#### Written exercise:
How many lines in the listing below contain the string "motocross"? Case counts. Reply with the number alone.

#### Records to use:
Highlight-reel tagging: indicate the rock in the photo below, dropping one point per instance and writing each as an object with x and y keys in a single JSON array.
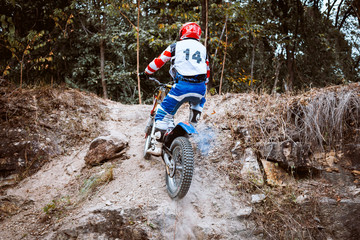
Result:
[
  {"x": 275, "y": 175},
  {"x": 244, "y": 212},
  {"x": 106, "y": 148},
  {"x": 289, "y": 154},
  {"x": 251, "y": 169},
  {"x": 256, "y": 198},
  {"x": 11, "y": 205}
]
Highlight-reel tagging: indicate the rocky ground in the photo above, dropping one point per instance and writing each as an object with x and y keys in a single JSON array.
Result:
[{"x": 253, "y": 177}]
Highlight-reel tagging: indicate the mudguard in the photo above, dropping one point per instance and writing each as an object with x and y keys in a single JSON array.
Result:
[{"x": 181, "y": 129}]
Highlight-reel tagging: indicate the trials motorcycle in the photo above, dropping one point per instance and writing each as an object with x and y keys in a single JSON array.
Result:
[{"x": 177, "y": 151}]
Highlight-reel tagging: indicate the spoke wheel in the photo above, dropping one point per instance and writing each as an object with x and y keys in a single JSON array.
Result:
[
  {"x": 179, "y": 173},
  {"x": 147, "y": 155}
]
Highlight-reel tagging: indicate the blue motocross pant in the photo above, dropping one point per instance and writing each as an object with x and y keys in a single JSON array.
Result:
[{"x": 181, "y": 92}]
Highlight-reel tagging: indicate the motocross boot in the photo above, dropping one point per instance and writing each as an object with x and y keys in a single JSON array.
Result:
[
  {"x": 156, "y": 148},
  {"x": 194, "y": 117}
]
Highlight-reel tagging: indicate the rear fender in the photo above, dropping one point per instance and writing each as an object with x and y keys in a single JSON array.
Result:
[{"x": 184, "y": 129}]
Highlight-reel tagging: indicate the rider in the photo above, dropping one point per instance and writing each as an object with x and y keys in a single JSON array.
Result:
[{"x": 190, "y": 71}]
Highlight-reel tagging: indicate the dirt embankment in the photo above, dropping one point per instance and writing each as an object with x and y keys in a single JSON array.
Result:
[{"x": 255, "y": 177}]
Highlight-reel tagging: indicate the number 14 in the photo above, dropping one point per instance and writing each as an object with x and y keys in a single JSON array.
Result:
[{"x": 196, "y": 56}]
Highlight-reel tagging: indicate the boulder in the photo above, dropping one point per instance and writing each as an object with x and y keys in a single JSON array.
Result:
[{"x": 105, "y": 148}]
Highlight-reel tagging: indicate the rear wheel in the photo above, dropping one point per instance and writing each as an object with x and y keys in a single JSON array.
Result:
[{"x": 179, "y": 173}]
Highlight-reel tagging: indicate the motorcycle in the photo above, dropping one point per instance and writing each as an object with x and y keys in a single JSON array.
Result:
[{"x": 177, "y": 151}]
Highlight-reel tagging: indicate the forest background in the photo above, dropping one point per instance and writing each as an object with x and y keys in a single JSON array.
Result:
[{"x": 258, "y": 45}]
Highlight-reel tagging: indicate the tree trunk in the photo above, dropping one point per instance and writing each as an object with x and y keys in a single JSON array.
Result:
[
  {"x": 277, "y": 71},
  {"x": 102, "y": 63},
  {"x": 138, "y": 50},
  {"x": 290, "y": 68},
  {"x": 252, "y": 62},
  {"x": 222, "y": 71}
]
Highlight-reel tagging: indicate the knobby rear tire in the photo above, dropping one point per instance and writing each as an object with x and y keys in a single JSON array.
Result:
[{"x": 183, "y": 155}]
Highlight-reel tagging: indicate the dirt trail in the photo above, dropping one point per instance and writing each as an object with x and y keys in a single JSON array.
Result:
[{"x": 210, "y": 210}]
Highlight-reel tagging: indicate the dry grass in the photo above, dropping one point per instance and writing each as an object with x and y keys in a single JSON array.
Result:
[
  {"x": 324, "y": 119},
  {"x": 327, "y": 119}
]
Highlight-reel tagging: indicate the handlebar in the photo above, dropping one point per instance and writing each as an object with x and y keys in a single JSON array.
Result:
[
  {"x": 155, "y": 80},
  {"x": 167, "y": 85}
]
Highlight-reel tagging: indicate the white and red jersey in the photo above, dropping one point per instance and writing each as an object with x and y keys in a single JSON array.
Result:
[{"x": 188, "y": 57}]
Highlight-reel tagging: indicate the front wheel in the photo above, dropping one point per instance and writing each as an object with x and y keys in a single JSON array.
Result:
[
  {"x": 147, "y": 155},
  {"x": 179, "y": 173}
]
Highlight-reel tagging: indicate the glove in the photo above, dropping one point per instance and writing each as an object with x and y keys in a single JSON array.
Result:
[{"x": 143, "y": 76}]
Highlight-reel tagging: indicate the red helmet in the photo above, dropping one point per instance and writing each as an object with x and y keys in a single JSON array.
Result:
[{"x": 190, "y": 30}]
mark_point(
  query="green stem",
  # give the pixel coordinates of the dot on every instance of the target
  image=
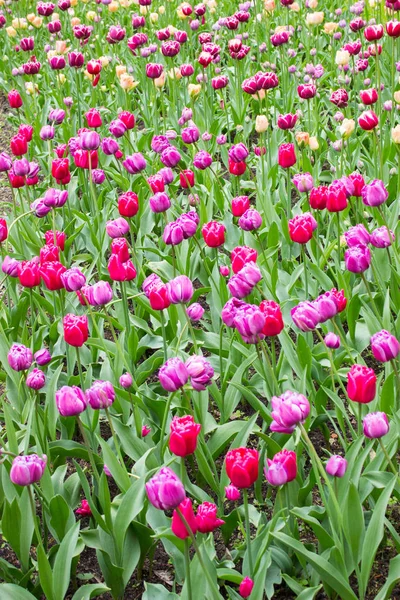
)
(248, 536)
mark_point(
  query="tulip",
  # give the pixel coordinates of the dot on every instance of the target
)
(282, 468)
(36, 379)
(242, 467)
(184, 433)
(200, 372)
(336, 466)
(101, 394)
(361, 384)
(213, 234)
(246, 587)
(288, 410)
(173, 374)
(26, 470)
(375, 425)
(374, 193)
(206, 517)
(357, 259)
(75, 329)
(179, 528)
(71, 401)
(165, 490)
(180, 290)
(384, 346)
(286, 156)
(19, 357)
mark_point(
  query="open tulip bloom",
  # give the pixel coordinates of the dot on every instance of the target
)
(199, 333)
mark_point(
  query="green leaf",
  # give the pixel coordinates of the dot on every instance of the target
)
(62, 564)
(324, 568)
(374, 534)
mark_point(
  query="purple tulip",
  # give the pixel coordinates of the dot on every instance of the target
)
(384, 346)
(200, 372)
(71, 401)
(336, 466)
(165, 490)
(26, 470)
(288, 410)
(173, 374)
(73, 279)
(180, 290)
(36, 379)
(305, 316)
(195, 312)
(375, 425)
(19, 357)
(374, 193)
(101, 394)
(357, 259)
(250, 220)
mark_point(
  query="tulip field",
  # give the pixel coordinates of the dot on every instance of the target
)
(200, 300)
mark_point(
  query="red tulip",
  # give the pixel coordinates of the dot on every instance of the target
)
(76, 330)
(242, 466)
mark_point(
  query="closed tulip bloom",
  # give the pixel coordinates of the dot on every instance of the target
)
(71, 401)
(183, 437)
(361, 384)
(206, 517)
(305, 316)
(242, 466)
(303, 182)
(160, 202)
(29, 273)
(288, 410)
(273, 324)
(213, 234)
(319, 197)
(26, 470)
(101, 394)
(195, 311)
(173, 374)
(180, 290)
(42, 357)
(165, 490)
(36, 379)
(239, 205)
(374, 193)
(232, 493)
(75, 329)
(286, 156)
(357, 259)
(301, 228)
(170, 157)
(250, 220)
(357, 236)
(375, 425)
(200, 371)
(19, 357)
(384, 346)
(336, 466)
(368, 120)
(282, 468)
(242, 255)
(246, 585)
(249, 321)
(178, 526)
(336, 198)
(135, 163)
(202, 160)
(51, 274)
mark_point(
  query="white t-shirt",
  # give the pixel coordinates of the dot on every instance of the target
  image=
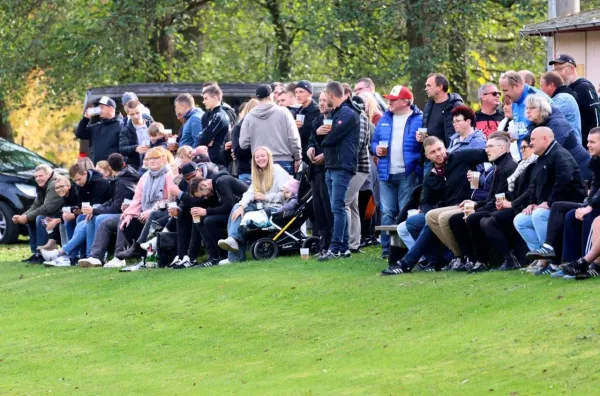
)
(397, 152)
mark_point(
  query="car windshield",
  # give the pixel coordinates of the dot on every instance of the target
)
(14, 158)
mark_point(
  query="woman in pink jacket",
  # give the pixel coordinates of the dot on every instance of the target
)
(152, 188)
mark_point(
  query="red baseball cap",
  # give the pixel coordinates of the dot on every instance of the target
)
(399, 92)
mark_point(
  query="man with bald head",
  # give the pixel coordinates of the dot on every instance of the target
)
(557, 179)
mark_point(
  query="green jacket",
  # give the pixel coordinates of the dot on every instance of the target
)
(47, 202)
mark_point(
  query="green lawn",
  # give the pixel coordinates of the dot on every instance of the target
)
(293, 327)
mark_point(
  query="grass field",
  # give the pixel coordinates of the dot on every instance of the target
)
(293, 327)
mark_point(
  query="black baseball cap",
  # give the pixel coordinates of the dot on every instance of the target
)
(563, 58)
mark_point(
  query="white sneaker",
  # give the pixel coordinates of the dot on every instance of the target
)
(229, 244)
(49, 255)
(90, 262)
(115, 263)
(60, 261)
(151, 242)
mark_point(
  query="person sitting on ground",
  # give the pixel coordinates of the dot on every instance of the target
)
(540, 113)
(557, 179)
(104, 169)
(561, 238)
(46, 204)
(152, 188)
(290, 196)
(265, 191)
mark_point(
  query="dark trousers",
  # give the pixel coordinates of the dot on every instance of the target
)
(576, 234)
(188, 239)
(498, 229)
(322, 209)
(103, 237)
(211, 229)
(556, 225)
(469, 235)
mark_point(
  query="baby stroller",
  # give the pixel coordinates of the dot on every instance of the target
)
(284, 233)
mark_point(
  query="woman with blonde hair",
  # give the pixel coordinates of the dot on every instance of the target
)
(237, 158)
(268, 179)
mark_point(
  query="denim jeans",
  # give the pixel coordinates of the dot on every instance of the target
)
(92, 227)
(533, 227)
(287, 165)
(410, 229)
(394, 193)
(38, 235)
(338, 181)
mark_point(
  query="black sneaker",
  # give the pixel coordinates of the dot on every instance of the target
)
(207, 263)
(575, 267)
(329, 255)
(478, 267)
(542, 253)
(592, 272)
(396, 269)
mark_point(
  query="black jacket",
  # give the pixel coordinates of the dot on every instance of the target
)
(96, 189)
(454, 100)
(228, 190)
(103, 136)
(122, 187)
(128, 142)
(589, 106)
(340, 145)
(557, 178)
(310, 112)
(215, 127)
(505, 166)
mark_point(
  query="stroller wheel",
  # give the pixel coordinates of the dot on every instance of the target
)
(265, 249)
(312, 243)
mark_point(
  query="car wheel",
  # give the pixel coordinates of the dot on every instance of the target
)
(9, 231)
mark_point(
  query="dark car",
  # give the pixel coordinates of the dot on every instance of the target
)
(17, 186)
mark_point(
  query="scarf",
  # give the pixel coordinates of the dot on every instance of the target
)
(520, 169)
(153, 187)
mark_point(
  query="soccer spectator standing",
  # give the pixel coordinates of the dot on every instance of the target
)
(398, 164)
(134, 140)
(271, 126)
(185, 106)
(46, 204)
(103, 135)
(564, 98)
(488, 117)
(437, 117)
(557, 179)
(309, 110)
(587, 98)
(340, 146)
(215, 123)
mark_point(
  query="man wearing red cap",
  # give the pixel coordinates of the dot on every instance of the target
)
(395, 144)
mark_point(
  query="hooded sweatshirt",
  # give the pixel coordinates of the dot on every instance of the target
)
(273, 127)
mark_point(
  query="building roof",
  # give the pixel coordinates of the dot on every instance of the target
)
(581, 21)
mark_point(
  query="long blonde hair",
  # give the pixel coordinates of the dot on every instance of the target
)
(262, 180)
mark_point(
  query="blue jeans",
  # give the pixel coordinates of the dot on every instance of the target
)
(533, 227)
(338, 181)
(92, 227)
(287, 165)
(38, 235)
(410, 229)
(394, 193)
(246, 178)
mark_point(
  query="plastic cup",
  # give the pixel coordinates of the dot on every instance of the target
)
(475, 180)
(305, 253)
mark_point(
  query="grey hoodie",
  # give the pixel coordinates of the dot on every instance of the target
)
(273, 127)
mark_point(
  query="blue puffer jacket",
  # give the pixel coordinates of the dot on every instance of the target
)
(411, 148)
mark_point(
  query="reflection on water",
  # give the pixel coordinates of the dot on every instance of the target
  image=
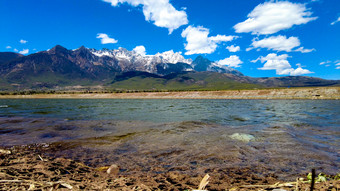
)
(285, 136)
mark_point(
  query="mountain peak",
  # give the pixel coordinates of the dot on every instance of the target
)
(58, 49)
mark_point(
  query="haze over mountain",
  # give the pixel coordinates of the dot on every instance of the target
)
(123, 69)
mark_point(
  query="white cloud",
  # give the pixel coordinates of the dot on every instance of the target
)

#### Correct answer:
2